[Saved data entries]

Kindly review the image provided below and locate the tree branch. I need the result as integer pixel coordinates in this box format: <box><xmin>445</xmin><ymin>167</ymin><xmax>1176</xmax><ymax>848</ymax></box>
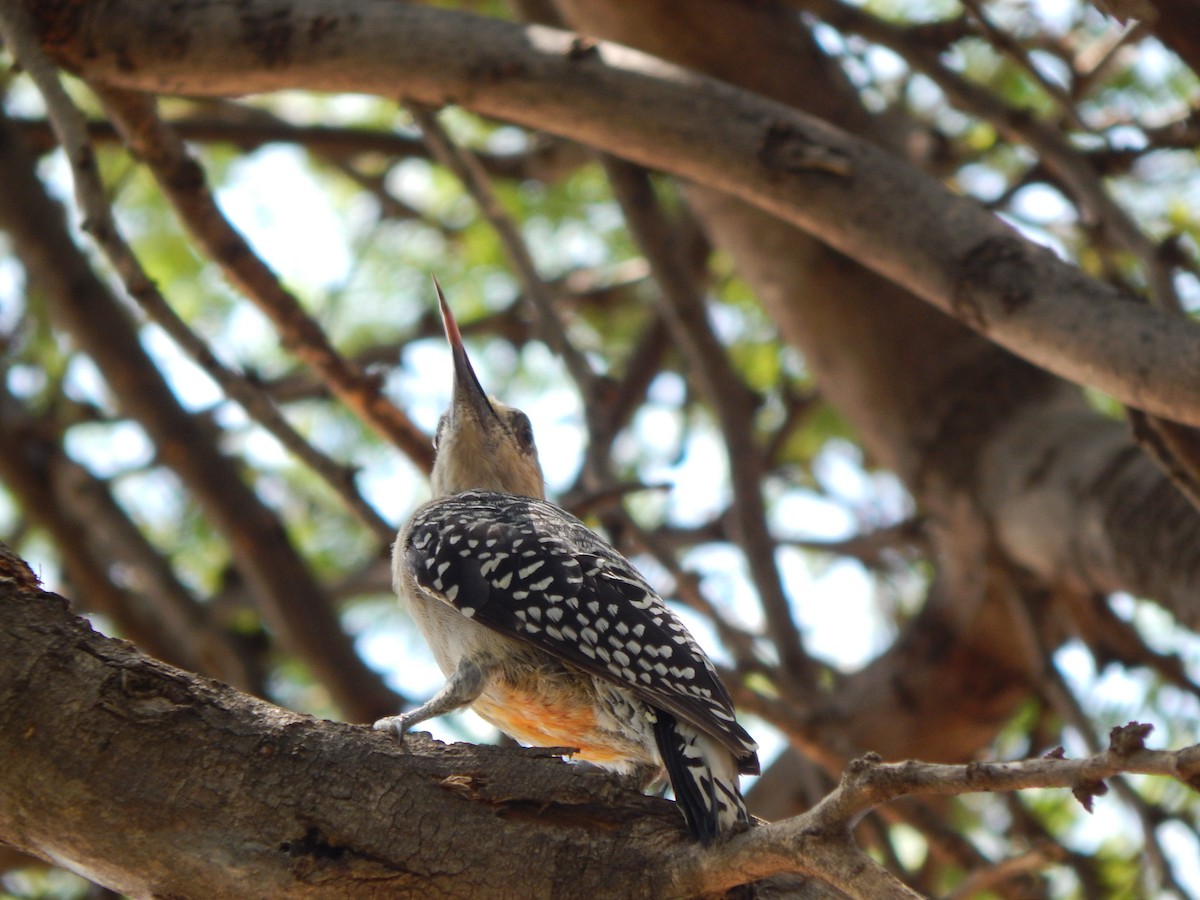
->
<box><xmin>801</xmin><ymin>0</ymin><xmax>1184</xmax><ymax>311</ymax></box>
<box><xmin>406</xmin><ymin>103</ymin><xmax>601</xmax><ymax>399</ymax></box>
<box><xmin>9</xmin><ymin>113</ymin><xmax>586</xmax><ymax>182</ymax></box>
<box><xmin>3</xmin><ymin>541</ymin><xmax>1196</xmax><ymax>897</ymax></box>
<box><xmin>0</xmin><ymin>75</ymin><xmax>395</xmax><ymax>723</ymax></box>
<box><xmin>0</xmin><ymin>381</ymin><xmax>262</xmax><ymax>691</ymax></box>
<box><xmin>0</xmin><ymin>558</ymin><xmax>691</xmax><ymax>898</ymax></box>
<box><xmin>31</xmin><ymin>91</ymin><xmax>397</xmax><ymax>543</ymax></box>
<box><xmin>91</xmin><ymin>87</ymin><xmax>435</xmax><ymax>474</ymax></box>
<box><xmin>602</xmin><ymin>158</ymin><xmax>814</xmax><ymax>689</ymax></box>
<box><xmin>25</xmin><ymin>0</ymin><xmax>1200</xmax><ymax>426</ymax></box>
<box><xmin>679</xmin><ymin>726</ymin><xmax>1200</xmax><ymax>897</ymax></box>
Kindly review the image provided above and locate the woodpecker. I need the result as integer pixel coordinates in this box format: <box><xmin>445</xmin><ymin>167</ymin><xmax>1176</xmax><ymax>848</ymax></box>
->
<box><xmin>374</xmin><ymin>280</ymin><xmax>759</xmax><ymax>841</ymax></box>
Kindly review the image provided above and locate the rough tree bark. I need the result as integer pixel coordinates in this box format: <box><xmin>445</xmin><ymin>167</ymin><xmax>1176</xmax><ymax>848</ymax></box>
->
<box><xmin>0</xmin><ymin>549</ymin><xmax>696</xmax><ymax>899</ymax></box>
<box><xmin>4</xmin><ymin>547</ymin><xmax>1195</xmax><ymax>896</ymax></box>
<box><xmin>0</xmin><ymin>547</ymin><xmax>940</xmax><ymax>898</ymax></box>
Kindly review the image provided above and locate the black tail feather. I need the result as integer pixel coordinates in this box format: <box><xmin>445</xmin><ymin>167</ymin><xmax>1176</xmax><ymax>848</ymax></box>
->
<box><xmin>652</xmin><ymin>710</ymin><xmax>743</xmax><ymax>843</ymax></box>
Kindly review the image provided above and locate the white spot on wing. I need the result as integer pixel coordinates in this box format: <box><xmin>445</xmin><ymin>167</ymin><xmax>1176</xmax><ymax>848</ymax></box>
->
<box><xmin>518</xmin><ymin>560</ymin><xmax>545</xmax><ymax>579</ymax></box>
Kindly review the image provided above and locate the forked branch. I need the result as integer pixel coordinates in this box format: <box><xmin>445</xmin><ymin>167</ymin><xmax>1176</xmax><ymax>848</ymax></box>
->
<box><xmin>672</xmin><ymin>723</ymin><xmax>1199</xmax><ymax>898</ymax></box>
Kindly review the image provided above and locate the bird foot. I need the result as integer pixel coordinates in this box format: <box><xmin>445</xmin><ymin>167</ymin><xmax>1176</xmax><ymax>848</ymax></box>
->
<box><xmin>372</xmin><ymin>714</ymin><xmax>410</xmax><ymax>739</ymax></box>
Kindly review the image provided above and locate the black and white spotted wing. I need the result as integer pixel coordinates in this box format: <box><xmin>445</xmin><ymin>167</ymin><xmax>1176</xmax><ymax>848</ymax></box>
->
<box><xmin>405</xmin><ymin>490</ymin><xmax>759</xmax><ymax>770</ymax></box>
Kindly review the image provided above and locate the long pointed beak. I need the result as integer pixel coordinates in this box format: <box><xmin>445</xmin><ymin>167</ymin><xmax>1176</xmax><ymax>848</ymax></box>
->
<box><xmin>434</xmin><ymin>275</ymin><xmax>497</xmax><ymax>425</ymax></box>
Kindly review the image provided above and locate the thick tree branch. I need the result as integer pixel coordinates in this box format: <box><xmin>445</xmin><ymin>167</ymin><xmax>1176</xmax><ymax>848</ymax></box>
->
<box><xmin>0</xmin><ymin>560</ymin><xmax>690</xmax><ymax>898</ymax></box>
<box><xmin>24</xmin><ymin>0</ymin><xmax>1200</xmax><ymax>426</ymax></box>
<box><xmin>9</xmin><ymin>548</ymin><xmax>1186</xmax><ymax>898</ymax></box>
<box><xmin>0</xmin><ymin>547</ymin><xmax>903</xmax><ymax>899</ymax></box>
<box><xmin>980</xmin><ymin>401</ymin><xmax>1200</xmax><ymax>626</ymax></box>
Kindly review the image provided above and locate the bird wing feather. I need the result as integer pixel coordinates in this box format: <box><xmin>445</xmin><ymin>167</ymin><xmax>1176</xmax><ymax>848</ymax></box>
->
<box><xmin>406</xmin><ymin>490</ymin><xmax>758</xmax><ymax>768</ymax></box>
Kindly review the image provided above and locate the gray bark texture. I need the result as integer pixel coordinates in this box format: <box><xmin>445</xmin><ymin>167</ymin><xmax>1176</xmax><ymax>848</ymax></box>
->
<box><xmin>0</xmin><ymin>552</ymin><xmax>696</xmax><ymax>899</ymax></box>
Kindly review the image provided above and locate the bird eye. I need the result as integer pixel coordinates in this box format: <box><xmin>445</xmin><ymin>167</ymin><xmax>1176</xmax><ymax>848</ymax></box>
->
<box><xmin>509</xmin><ymin>411</ymin><xmax>534</xmax><ymax>450</ymax></box>
<box><xmin>433</xmin><ymin>414</ymin><xmax>448</xmax><ymax>451</ymax></box>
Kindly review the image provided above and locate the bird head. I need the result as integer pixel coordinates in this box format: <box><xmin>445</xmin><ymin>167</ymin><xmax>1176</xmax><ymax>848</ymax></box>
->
<box><xmin>429</xmin><ymin>277</ymin><xmax>546</xmax><ymax>500</ymax></box>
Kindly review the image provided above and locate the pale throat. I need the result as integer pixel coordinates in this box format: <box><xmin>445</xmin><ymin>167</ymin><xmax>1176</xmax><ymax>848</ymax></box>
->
<box><xmin>431</xmin><ymin>445</ymin><xmax>546</xmax><ymax>500</ymax></box>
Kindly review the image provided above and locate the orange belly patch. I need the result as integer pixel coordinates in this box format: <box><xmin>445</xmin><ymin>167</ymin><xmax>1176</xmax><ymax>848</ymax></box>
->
<box><xmin>472</xmin><ymin>688</ymin><xmax>639</xmax><ymax>767</ymax></box>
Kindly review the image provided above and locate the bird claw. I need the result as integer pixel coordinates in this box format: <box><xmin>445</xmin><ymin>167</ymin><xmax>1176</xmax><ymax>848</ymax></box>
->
<box><xmin>372</xmin><ymin>714</ymin><xmax>409</xmax><ymax>739</ymax></box>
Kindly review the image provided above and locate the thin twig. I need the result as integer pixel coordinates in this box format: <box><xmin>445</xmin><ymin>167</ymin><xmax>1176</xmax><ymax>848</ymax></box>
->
<box><xmin>958</xmin><ymin>0</ymin><xmax>1090</xmax><ymax>132</ymax></box>
<box><xmin>1004</xmin><ymin>586</ymin><xmax>1181</xmax><ymax>895</ymax></box>
<box><xmin>12</xmin><ymin>111</ymin><xmax>588</xmax><ymax>182</ymax></box>
<box><xmin>0</xmin><ymin>5</ymin><xmax>400</xmax><ymax>720</ymax></box>
<box><xmin>405</xmin><ymin>105</ymin><xmax>690</xmax><ymax>582</ymax></box>
<box><xmin>942</xmin><ymin>843</ymin><xmax>1064</xmax><ymax>900</ymax></box>
<box><xmin>1005</xmin><ymin>794</ymin><xmax>1109</xmax><ymax>897</ymax></box>
<box><xmin>0</xmin><ymin>379</ymin><xmax>259</xmax><ymax>689</ymax></box>
<box><xmin>105</xmin><ymin>152</ymin><xmax>395</xmax><ymax>538</ymax></box>
<box><xmin>624</xmin><ymin>520</ymin><xmax>765</xmax><ymax>675</ymax></box>
<box><xmin>780</xmin><ymin>518</ymin><xmax>929</xmax><ymax>571</ymax></box>
<box><xmin>602</xmin><ymin>156</ymin><xmax>816</xmax><ymax>690</ymax></box>
<box><xmin>818</xmin><ymin>725</ymin><xmax>1196</xmax><ymax>822</ymax></box>
<box><xmin>1129</xmin><ymin>409</ymin><xmax>1200</xmax><ymax>515</ymax></box>
<box><xmin>800</xmin><ymin>0</ymin><xmax>1183</xmax><ymax>311</ymax></box>
<box><xmin>92</xmin><ymin>87</ymin><xmax>435</xmax><ymax>472</ymax></box>
<box><xmin>405</xmin><ymin>103</ymin><xmax>599</xmax><ymax>396</ymax></box>
<box><xmin>22</xmin><ymin>92</ymin><xmax>395</xmax><ymax>540</ymax></box>
<box><xmin>1063</xmin><ymin>590</ymin><xmax>1200</xmax><ymax>703</ymax></box>
<box><xmin>1073</xmin><ymin>19</ymin><xmax>1150</xmax><ymax>100</ymax></box>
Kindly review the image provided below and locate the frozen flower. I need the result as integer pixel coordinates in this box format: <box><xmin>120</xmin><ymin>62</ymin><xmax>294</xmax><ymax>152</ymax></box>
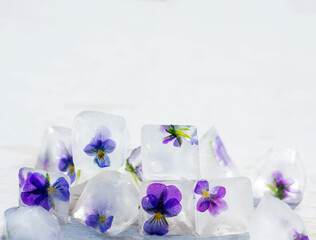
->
<box><xmin>267</xmin><ymin>171</ymin><xmax>300</xmax><ymax>200</ymax></box>
<box><xmin>21</xmin><ymin>172</ymin><xmax>69</xmax><ymax>211</ymax></box>
<box><xmin>126</xmin><ymin>147</ymin><xmax>143</xmax><ymax>184</ymax></box>
<box><xmin>83</xmin><ymin>126</ymin><xmax>116</xmax><ymax>168</ymax></box>
<box><xmin>58</xmin><ymin>142</ymin><xmax>76</xmax><ymax>184</ymax></box>
<box><xmin>194</xmin><ymin>180</ymin><xmax>228</xmax><ymax>216</ymax></box>
<box><xmin>85</xmin><ymin>209</ymin><xmax>114</xmax><ymax>233</ymax></box>
<box><xmin>161</xmin><ymin>125</ymin><xmax>191</xmax><ymax>147</ymax></box>
<box><xmin>142</xmin><ymin>183</ymin><xmax>182</xmax><ymax>235</ymax></box>
<box><xmin>210</xmin><ymin>135</ymin><xmax>231</xmax><ymax>166</ymax></box>
<box><xmin>294</xmin><ymin>230</ymin><xmax>309</xmax><ymax>240</ymax></box>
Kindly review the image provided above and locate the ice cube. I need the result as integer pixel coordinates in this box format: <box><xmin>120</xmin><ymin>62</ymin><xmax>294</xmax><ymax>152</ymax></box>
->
<box><xmin>3</xmin><ymin>206</ymin><xmax>63</xmax><ymax>240</ymax></box>
<box><xmin>139</xmin><ymin>180</ymin><xmax>195</xmax><ymax>236</ymax></box>
<box><xmin>36</xmin><ymin>126</ymin><xmax>78</xmax><ymax>185</ymax></box>
<box><xmin>199</xmin><ymin>127</ymin><xmax>240</xmax><ymax>179</ymax></box>
<box><xmin>253</xmin><ymin>147</ymin><xmax>306</xmax><ymax>208</ymax></box>
<box><xmin>72</xmin><ymin>171</ymin><xmax>138</xmax><ymax>236</ymax></box>
<box><xmin>141</xmin><ymin>125</ymin><xmax>200</xmax><ymax>180</ymax></box>
<box><xmin>18</xmin><ymin>167</ymin><xmax>70</xmax><ymax>224</ymax></box>
<box><xmin>72</xmin><ymin>111</ymin><xmax>129</xmax><ymax>184</ymax></box>
<box><xmin>125</xmin><ymin>146</ymin><xmax>143</xmax><ymax>187</ymax></box>
<box><xmin>194</xmin><ymin>177</ymin><xmax>254</xmax><ymax>237</ymax></box>
<box><xmin>249</xmin><ymin>194</ymin><xmax>309</xmax><ymax>240</ymax></box>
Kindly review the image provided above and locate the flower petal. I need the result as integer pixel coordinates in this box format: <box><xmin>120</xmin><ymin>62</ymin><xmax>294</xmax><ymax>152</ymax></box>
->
<box><xmin>85</xmin><ymin>213</ymin><xmax>99</xmax><ymax>228</ymax></box>
<box><xmin>143</xmin><ymin>216</ymin><xmax>169</xmax><ymax>236</ymax></box>
<box><xmin>94</xmin><ymin>126</ymin><xmax>111</xmax><ymax>142</ymax></box>
<box><xmin>99</xmin><ymin>216</ymin><xmax>114</xmax><ymax>233</ymax></box>
<box><xmin>142</xmin><ymin>194</ymin><xmax>159</xmax><ymax>214</ymax></box>
<box><xmin>58</xmin><ymin>157</ymin><xmax>69</xmax><ymax>172</ymax></box>
<box><xmin>196</xmin><ymin>197</ymin><xmax>210</xmax><ymax>212</ymax></box>
<box><xmin>69</xmin><ymin>170</ymin><xmax>76</xmax><ymax>184</ymax></box>
<box><xmin>211</xmin><ymin>186</ymin><xmax>226</xmax><ymax>199</ymax></box>
<box><xmin>163</xmin><ymin>185</ymin><xmax>182</xmax><ymax>203</ymax></box>
<box><xmin>94</xmin><ymin>155</ymin><xmax>111</xmax><ymax>168</ymax></box>
<box><xmin>146</xmin><ymin>183</ymin><xmax>166</xmax><ymax>201</ymax></box>
<box><xmin>194</xmin><ymin>180</ymin><xmax>209</xmax><ymax>195</ymax></box>
<box><xmin>162</xmin><ymin>198</ymin><xmax>182</xmax><ymax>217</ymax></box>
<box><xmin>19</xmin><ymin>168</ymin><xmax>25</xmax><ymax>188</ymax></box>
<box><xmin>208</xmin><ymin>198</ymin><xmax>228</xmax><ymax>216</ymax></box>
<box><xmin>162</xmin><ymin>136</ymin><xmax>175</xmax><ymax>144</ymax></box>
<box><xmin>160</xmin><ymin>125</ymin><xmax>170</xmax><ymax>133</ymax></box>
<box><xmin>52</xmin><ymin>177</ymin><xmax>70</xmax><ymax>201</ymax></box>
<box><xmin>173</xmin><ymin>138</ymin><xmax>181</xmax><ymax>147</ymax></box>
<box><xmin>102</xmin><ymin>139</ymin><xmax>116</xmax><ymax>154</ymax></box>
<box><xmin>83</xmin><ymin>143</ymin><xmax>98</xmax><ymax>156</ymax></box>
<box><xmin>213</xmin><ymin>136</ymin><xmax>231</xmax><ymax>166</ymax></box>
<box><xmin>23</xmin><ymin>173</ymin><xmax>48</xmax><ymax>192</ymax></box>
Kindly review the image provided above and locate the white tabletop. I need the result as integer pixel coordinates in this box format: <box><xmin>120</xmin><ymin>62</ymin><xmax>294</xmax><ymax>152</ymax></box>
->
<box><xmin>0</xmin><ymin>0</ymin><xmax>315</xmax><ymax>238</ymax></box>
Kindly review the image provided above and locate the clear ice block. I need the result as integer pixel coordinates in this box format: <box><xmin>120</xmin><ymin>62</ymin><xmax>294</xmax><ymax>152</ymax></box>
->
<box><xmin>3</xmin><ymin>206</ymin><xmax>63</xmax><ymax>240</ymax></box>
<box><xmin>253</xmin><ymin>147</ymin><xmax>306</xmax><ymax>208</ymax></box>
<box><xmin>72</xmin><ymin>171</ymin><xmax>138</xmax><ymax>236</ymax></box>
<box><xmin>19</xmin><ymin>167</ymin><xmax>70</xmax><ymax>224</ymax></box>
<box><xmin>249</xmin><ymin>194</ymin><xmax>309</xmax><ymax>240</ymax></box>
<box><xmin>72</xmin><ymin>111</ymin><xmax>130</xmax><ymax>184</ymax></box>
<box><xmin>139</xmin><ymin>180</ymin><xmax>195</xmax><ymax>236</ymax></box>
<box><xmin>141</xmin><ymin>125</ymin><xmax>200</xmax><ymax>180</ymax></box>
<box><xmin>199</xmin><ymin>127</ymin><xmax>240</xmax><ymax>179</ymax></box>
<box><xmin>194</xmin><ymin>177</ymin><xmax>254</xmax><ymax>237</ymax></box>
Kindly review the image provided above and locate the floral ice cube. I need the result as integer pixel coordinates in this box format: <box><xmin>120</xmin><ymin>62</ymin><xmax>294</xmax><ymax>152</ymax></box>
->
<box><xmin>194</xmin><ymin>177</ymin><xmax>254</xmax><ymax>237</ymax></box>
<box><xmin>253</xmin><ymin>147</ymin><xmax>306</xmax><ymax>208</ymax></box>
<box><xmin>72</xmin><ymin>171</ymin><xmax>138</xmax><ymax>236</ymax></box>
<box><xmin>249</xmin><ymin>194</ymin><xmax>309</xmax><ymax>240</ymax></box>
<box><xmin>72</xmin><ymin>111</ymin><xmax>130</xmax><ymax>184</ymax></box>
<box><xmin>141</xmin><ymin>125</ymin><xmax>200</xmax><ymax>180</ymax></box>
<box><xmin>19</xmin><ymin>167</ymin><xmax>70</xmax><ymax>224</ymax></box>
<box><xmin>199</xmin><ymin>127</ymin><xmax>240</xmax><ymax>178</ymax></box>
<box><xmin>3</xmin><ymin>206</ymin><xmax>63</xmax><ymax>240</ymax></box>
<box><xmin>36</xmin><ymin>126</ymin><xmax>78</xmax><ymax>185</ymax></box>
<box><xmin>139</xmin><ymin>181</ymin><xmax>195</xmax><ymax>236</ymax></box>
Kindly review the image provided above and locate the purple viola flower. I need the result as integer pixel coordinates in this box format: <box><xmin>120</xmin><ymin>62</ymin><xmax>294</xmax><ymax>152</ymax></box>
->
<box><xmin>58</xmin><ymin>141</ymin><xmax>76</xmax><ymax>184</ymax></box>
<box><xmin>194</xmin><ymin>180</ymin><xmax>228</xmax><ymax>216</ymax></box>
<box><xmin>210</xmin><ymin>136</ymin><xmax>232</xmax><ymax>166</ymax></box>
<box><xmin>142</xmin><ymin>183</ymin><xmax>182</xmax><ymax>236</ymax></box>
<box><xmin>83</xmin><ymin>126</ymin><xmax>116</xmax><ymax>168</ymax></box>
<box><xmin>161</xmin><ymin>125</ymin><xmax>191</xmax><ymax>147</ymax></box>
<box><xmin>294</xmin><ymin>230</ymin><xmax>309</xmax><ymax>240</ymax></box>
<box><xmin>267</xmin><ymin>171</ymin><xmax>300</xmax><ymax>200</ymax></box>
<box><xmin>21</xmin><ymin>172</ymin><xmax>70</xmax><ymax>211</ymax></box>
<box><xmin>85</xmin><ymin>209</ymin><xmax>114</xmax><ymax>233</ymax></box>
<box><xmin>126</xmin><ymin>147</ymin><xmax>143</xmax><ymax>184</ymax></box>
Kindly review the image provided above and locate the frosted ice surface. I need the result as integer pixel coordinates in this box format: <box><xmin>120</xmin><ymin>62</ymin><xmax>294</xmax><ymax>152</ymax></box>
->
<box><xmin>142</xmin><ymin>125</ymin><xmax>200</xmax><ymax>180</ymax></box>
<box><xmin>253</xmin><ymin>147</ymin><xmax>306</xmax><ymax>208</ymax></box>
<box><xmin>3</xmin><ymin>206</ymin><xmax>63</xmax><ymax>240</ymax></box>
<box><xmin>72</xmin><ymin>111</ymin><xmax>129</xmax><ymax>184</ymax></box>
<box><xmin>19</xmin><ymin>167</ymin><xmax>70</xmax><ymax>224</ymax></box>
<box><xmin>249</xmin><ymin>194</ymin><xmax>309</xmax><ymax>240</ymax></box>
<box><xmin>72</xmin><ymin>171</ymin><xmax>138</xmax><ymax>236</ymax></box>
<box><xmin>194</xmin><ymin>177</ymin><xmax>253</xmax><ymax>237</ymax></box>
<box><xmin>199</xmin><ymin>127</ymin><xmax>239</xmax><ymax>179</ymax></box>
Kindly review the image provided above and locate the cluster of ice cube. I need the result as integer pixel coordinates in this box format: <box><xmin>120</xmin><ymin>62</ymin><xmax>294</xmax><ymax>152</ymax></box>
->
<box><xmin>2</xmin><ymin>111</ymin><xmax>310</xmax><ymax>239</ymax></box>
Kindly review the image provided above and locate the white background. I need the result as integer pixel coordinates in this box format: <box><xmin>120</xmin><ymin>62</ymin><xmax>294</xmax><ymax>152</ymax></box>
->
<box><xmin>0</xmin><ymin>0</ymin><xmax>315</xmax><ymax>237</ymax></box>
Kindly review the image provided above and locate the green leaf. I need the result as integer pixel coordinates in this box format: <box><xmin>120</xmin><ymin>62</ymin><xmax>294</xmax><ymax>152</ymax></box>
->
<box><xmin>126</xmin><ymin>161</ymin><xmax>135</xmax><ymax>173</ymax></box>
<box><xmin>46</xmin><ymin>173</ymin><xmax>50</xmax><ymax>183</ymax></box>
<box><xmin>177</xmin><ymin>128</ymin><xmax>190</xmax><ymax>131</ymax></box>
<box><xmin>175</xmin><ymin>131</ymin><xmax>191</xmax><ymax>139</ymax></box>
<box><xmin>266</xmin><ymin>184</ymin><xmax>277</xmax><ymax>192</ymax></box>
<box><xmin>76</xmin><ymin>169</ymin><xmax>81</xmax><ymax>181</ymax></box>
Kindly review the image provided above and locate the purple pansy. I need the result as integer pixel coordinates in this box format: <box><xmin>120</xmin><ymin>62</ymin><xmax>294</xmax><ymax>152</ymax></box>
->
<box><xmin>21</xmin><ymin>172</ymin><xmax>70</xmax><ymax>211</ymax></box>
<box><xmin>126</xmin><ymin>147</ymin><xmax>143</xmax><ymax>184</ymax></box>
<box><xmin>294</xmin><ymin>230</ymin><xmax>309</xmax><ymax>240</ymax></box>
<box><xmin>210</xmin><ymin>136</ymin><xmax>231</xmax><ymax>166</ymax></box>
<box><xmin>194</xmin><ymin>180</ymin><xmax>228</xmax><ymax>216</ymax></box>
<box><xmin>58</xmin><ymin>142</ymin><xmax>76</xmax><ymax>184</ymax></box>
<box><xmin>85</xmin><ymin>209</ymin><xmax>114</xmax><ymax>233</ymax></box>
<box><xmin>141</xmin><ymin>183</ymin><xmax>182</xmax><ymax>235</ymax></box>
<box><xmin>267</xmin><ymin>171</ymin><xmax>300</xmax><ymax>200</ymax></box>
<box><xmin>161</xmin><ymin>125</ymin><xmax>192</xmax><ymax>147</ymax></box>
<box><xmin>83</xmin><ymin>126</ymin><xmax>116</xmax><ymax>168</ymax></box>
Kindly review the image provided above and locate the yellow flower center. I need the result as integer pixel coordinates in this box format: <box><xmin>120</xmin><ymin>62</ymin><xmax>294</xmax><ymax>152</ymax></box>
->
<box><xmin>97</xmin><ymin>150</ymin><xmax>105</xmax><ymax>159</ymax></box>
<box><xmin>154</xmin><ymin>212</ymin><xmax>163</xmax><ymax>221</ymax></box>
<box><xmin>99</xmin><ymin>215</ymin><xmax>106</xmax><ymax>223</ymax></box>
<box><xmin>202</xmin><ymin>189</ymin><xmax>210</xmax><ymax>198</ymax></box>
<box><xmin>48</xmin><ymin>186</ymin><xmax>57</xmax><ymax>195</ymax></box>
<box><xmin>69</xmin><ymin>165</ymin><xmax>75</xmax><ymax>175</ymax></box>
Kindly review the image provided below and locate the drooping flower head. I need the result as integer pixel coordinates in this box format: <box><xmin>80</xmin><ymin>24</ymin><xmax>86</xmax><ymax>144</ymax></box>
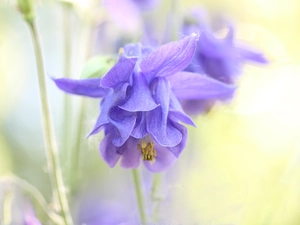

Activity » Once you find the line with "Kindly review the image provided above and locate the gray" in the entries above, output it and each line after it up to and including the line with "Kindly review the image provided above and locate the bird eye.", and nothing else.

Result below »
Kindly review the image provided above and locate the gray bark texture. I need the result as integer pixel coordinates in this box format: <box><xmin>445</xmin><ymin>167</ymin><xmax>1176</xmax><ymax>848</ymax></box>
->
<box><xmin>0</xmin><ymin>552</ymin><xmax>696</xmax><ymax>899</ymax></box>
Kindly review the image provided above and locate the bird eye. I need the result as integer pixel coordinates in this box format: <box><xmin>445</xmin><ymin>167</ymin><xmax>1176</xmax><ymax>848</ymax></box>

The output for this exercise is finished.